**AIM OF THE EXERCISE:** Give every line of the material back exactly, images removed.

**DATA RECORDS:**
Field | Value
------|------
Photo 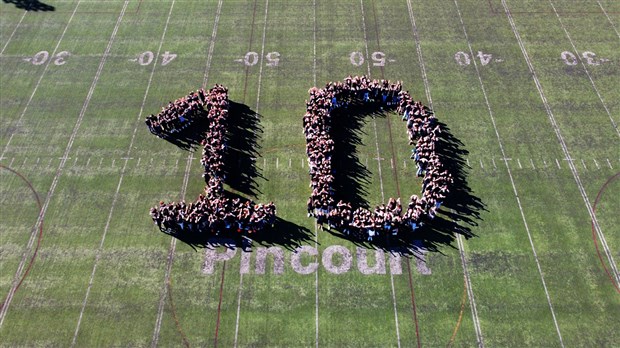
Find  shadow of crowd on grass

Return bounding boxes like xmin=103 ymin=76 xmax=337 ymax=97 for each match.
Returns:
xmin=157 ymin=100 xmax=313 ymax=252
xmin=323 ymin=102 xmax=486 ymax=256
xmin=3 ymin=0 xmax=55 ymax=12
xmin=156 ymin=100 xmax=483 ymax=256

**REPLY:**
Field | Value
------|------
Photo 
Find  shadow of crowd on grass

Return bounding boxes like xmin=103 ymin=76 xmax=337 ymax=97 for each match.
Returns:
xmin=157 ymin=100 xmax=313 ymax=252
xmin=323 ymin=102 xmax=486 ymax=256
xmin=3 ymin=0 xmax=55 ymax=12
xmin=156 ymin=100 xmax=483 ymax=256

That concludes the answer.